Exercise A: Repeat word for word the part of the Tano Basin text starting at "The Tano Basin represents" and ending at "of trapping geometries.".

# START OF Text shown

The WCTP Block and DT Block are located within the Tano Basin, offshore Ghana. This basin contains a proven world‑class petroleum system as evidenced by our discoveries.

The Tano Basin represents the eastern extension of the Deep Ivorian Basin which resulted from the development of an extensional sedimentary basin caused by tensional forces associated with opening of the Atlantic Ocean, as South America separated from Africa in the Mid‑Cretaceous period. The Tano Basin forms part of the resulting transform margin which extends from Sierra Leone to Nigeria.

The Tano Basin sediments comprise a thick Upper Cretaceous, deepwater turbidite sequence which, in combination with a modest Tertiary section, provided sufficient thickness to mature an early to Mid‑Cretaceous source rock in the central part of the Tano Basin. This well‑defined reservoir and charge fairway forms the play which, when draped over the South Tano high (a structural high dipping into the basin), resulted in the formation of trapping geometries.

# END OF Text shown
# START OF Given records

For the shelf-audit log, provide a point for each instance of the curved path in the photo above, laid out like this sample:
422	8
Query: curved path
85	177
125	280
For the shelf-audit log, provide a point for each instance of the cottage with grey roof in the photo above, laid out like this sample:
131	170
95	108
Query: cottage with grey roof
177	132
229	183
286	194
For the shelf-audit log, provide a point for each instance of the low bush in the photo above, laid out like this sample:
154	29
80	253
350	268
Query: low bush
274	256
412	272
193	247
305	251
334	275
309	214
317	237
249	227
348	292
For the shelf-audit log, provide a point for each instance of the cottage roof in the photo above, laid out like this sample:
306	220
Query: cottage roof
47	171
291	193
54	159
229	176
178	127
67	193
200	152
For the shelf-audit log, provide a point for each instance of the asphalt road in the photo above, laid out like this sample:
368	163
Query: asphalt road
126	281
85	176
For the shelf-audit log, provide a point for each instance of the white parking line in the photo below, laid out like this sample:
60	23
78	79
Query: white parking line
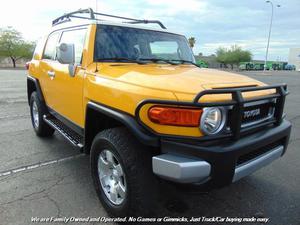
37	165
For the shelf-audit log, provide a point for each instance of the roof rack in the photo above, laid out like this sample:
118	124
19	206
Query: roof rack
91	15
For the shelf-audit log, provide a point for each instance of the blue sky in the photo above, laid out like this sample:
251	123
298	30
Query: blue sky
213	23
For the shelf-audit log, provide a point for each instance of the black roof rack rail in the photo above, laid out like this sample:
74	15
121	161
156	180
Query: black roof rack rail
92	16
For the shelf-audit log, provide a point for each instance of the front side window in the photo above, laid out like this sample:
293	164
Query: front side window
76	37
116	42
50	49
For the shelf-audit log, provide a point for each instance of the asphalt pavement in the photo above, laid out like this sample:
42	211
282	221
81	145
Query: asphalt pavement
42	178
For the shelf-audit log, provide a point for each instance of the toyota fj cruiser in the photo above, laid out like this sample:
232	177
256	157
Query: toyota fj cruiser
133	98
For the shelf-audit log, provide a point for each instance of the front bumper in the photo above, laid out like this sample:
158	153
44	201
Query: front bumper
221	163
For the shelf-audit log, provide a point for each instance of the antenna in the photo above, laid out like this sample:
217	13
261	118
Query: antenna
96	5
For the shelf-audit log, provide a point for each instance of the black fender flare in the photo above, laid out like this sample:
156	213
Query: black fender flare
33	81
128	121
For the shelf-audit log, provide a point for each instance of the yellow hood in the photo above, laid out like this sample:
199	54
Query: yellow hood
185	81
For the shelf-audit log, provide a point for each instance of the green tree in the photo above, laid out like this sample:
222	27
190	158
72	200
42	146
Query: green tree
192	42
13	45
233	56
221	56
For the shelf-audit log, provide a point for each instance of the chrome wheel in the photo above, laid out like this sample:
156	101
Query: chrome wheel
112	177
35	114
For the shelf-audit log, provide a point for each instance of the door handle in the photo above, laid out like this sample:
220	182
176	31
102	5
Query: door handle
51	74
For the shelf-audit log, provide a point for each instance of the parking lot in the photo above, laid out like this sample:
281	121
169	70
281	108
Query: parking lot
50	178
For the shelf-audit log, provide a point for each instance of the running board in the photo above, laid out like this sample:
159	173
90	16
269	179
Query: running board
65	131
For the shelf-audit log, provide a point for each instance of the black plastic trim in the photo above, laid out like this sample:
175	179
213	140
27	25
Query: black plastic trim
129	121
37	87
78	129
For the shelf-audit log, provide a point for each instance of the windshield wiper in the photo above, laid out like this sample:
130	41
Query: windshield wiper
185	61
158	60
121	59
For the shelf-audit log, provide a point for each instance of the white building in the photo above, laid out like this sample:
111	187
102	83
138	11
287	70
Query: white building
294	57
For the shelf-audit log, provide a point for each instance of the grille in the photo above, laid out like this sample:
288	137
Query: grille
254	114
257	112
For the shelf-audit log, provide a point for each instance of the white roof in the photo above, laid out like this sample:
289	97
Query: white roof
81	22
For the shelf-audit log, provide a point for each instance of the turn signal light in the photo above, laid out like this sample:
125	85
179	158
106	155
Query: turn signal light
187	117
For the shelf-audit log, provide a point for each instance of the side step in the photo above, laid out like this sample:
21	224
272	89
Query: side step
69	134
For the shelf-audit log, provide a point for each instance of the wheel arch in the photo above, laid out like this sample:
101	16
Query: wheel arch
34	85
100	117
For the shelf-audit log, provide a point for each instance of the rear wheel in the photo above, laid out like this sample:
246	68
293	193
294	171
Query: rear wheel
37	111
122	174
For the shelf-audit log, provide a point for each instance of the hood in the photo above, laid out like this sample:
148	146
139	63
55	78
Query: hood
182	80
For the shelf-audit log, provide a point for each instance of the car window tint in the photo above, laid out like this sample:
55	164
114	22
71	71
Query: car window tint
165	49
50	49
76	37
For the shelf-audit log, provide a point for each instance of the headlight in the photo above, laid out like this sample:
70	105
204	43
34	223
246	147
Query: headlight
213	120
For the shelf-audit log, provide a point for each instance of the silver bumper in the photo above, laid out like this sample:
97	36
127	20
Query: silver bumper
186	170
180	169
257	163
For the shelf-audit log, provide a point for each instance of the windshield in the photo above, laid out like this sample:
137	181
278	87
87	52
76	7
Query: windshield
125	43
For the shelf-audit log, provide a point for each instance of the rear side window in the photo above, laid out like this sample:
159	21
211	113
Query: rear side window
76	37
50	49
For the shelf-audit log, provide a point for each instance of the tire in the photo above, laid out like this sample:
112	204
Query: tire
136	162
37	111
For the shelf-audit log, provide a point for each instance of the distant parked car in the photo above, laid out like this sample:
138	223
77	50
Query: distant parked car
290	67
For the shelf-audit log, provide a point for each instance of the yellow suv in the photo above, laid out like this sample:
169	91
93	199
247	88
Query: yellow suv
133	98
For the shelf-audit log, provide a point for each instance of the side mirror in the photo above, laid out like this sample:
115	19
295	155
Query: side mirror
36	56
66	53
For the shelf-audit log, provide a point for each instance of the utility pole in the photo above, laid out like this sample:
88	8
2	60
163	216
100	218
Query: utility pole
270	28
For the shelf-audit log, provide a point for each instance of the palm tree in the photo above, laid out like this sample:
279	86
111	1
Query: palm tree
192	41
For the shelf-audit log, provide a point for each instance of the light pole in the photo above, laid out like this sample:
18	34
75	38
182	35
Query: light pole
267	51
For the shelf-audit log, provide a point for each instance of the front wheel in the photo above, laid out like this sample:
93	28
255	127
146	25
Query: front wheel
37	112
122	174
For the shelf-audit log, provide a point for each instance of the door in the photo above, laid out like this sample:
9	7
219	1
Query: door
67	90
46	71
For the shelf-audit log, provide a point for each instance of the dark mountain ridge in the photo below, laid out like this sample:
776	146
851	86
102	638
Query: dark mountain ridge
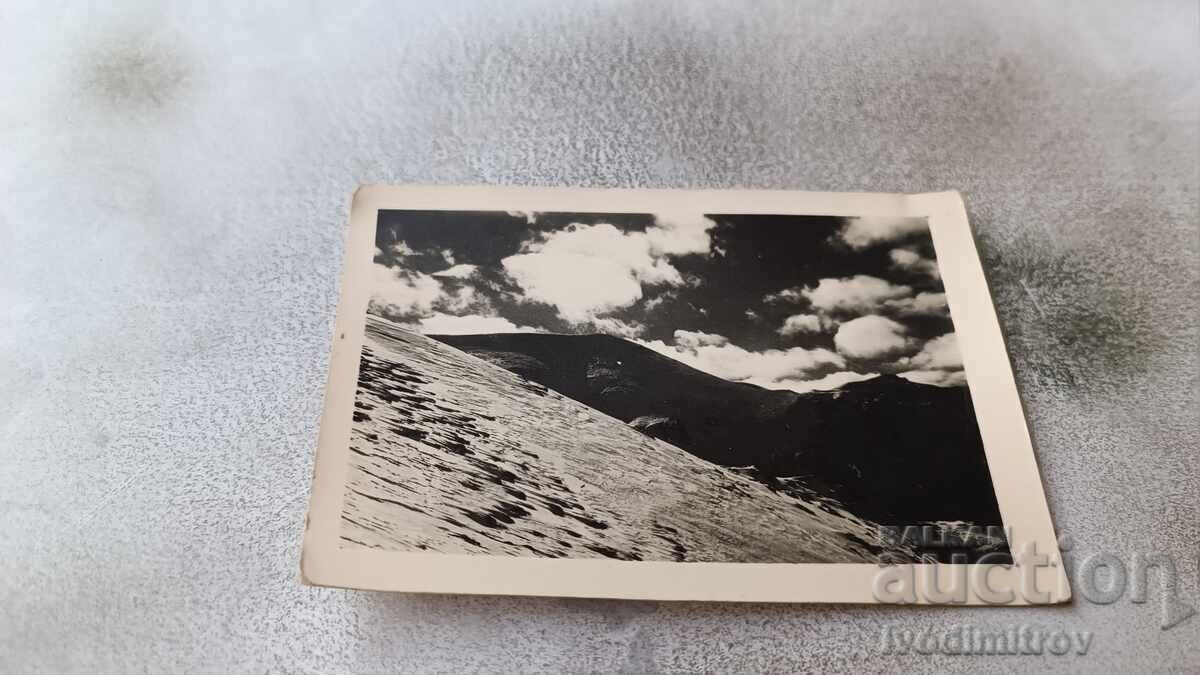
889	449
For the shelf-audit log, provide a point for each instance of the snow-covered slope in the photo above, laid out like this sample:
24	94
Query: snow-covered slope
453	454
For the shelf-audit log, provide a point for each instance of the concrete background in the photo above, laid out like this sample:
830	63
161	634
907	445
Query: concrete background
174	185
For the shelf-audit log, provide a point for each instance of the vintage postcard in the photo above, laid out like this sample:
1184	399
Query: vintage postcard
709	395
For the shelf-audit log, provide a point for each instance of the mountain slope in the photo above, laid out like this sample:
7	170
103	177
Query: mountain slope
453	454
889	449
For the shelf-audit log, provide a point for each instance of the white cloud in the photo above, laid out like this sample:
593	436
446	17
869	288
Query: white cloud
405	293
939	377
868	231
856	294
461	270
715	356
400	292
827	383
873	336
579	286
653	303
805	324
923	304
529	216
694	339
586	270
785	296
940	353
679	233
617	327
912	261
469	324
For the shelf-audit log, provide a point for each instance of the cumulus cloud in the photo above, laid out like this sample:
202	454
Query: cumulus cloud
399	292
940	353
868	231
653	303
696	339
579	286
871	338
679	233
610	326
913	262
717	356
587	270
529	216
785	296
923	304
805	324
856	294
939	377
468	324
461	270
827	383
431	304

# END OF Given records

Exercise B: How many lines in the listing above contain the string "board"? Reply with the number alone.

Problem solution A:
The Tano Basin represents the eastern extension of the Deep Ivorian Basin which resulted from the development of an extensional sedimentary basin caused by tensional forces associated with opening of the Atlantic Ocean, as South America separated from Africa in the Mid‑Cretaceous period. The Tano Basin forms part of the resulting transform margin which extends from Sierra Leone to Nigeria.

The Tano Basin sediments comprise a thick Upper Cretaceous, deepwater turbidite sequence which, in combination with a modest Tertiary section, provided sufficient thickness to mature an early to Mid‑Cretaceous source rock in the central part of the Tano Basin. This well‑defined reservoir and charge fairway forms the play which, when draped over the South Tano high (a structural high dipping into the basin), resulted in the formation of trapping geometries.

Problem solution B: 2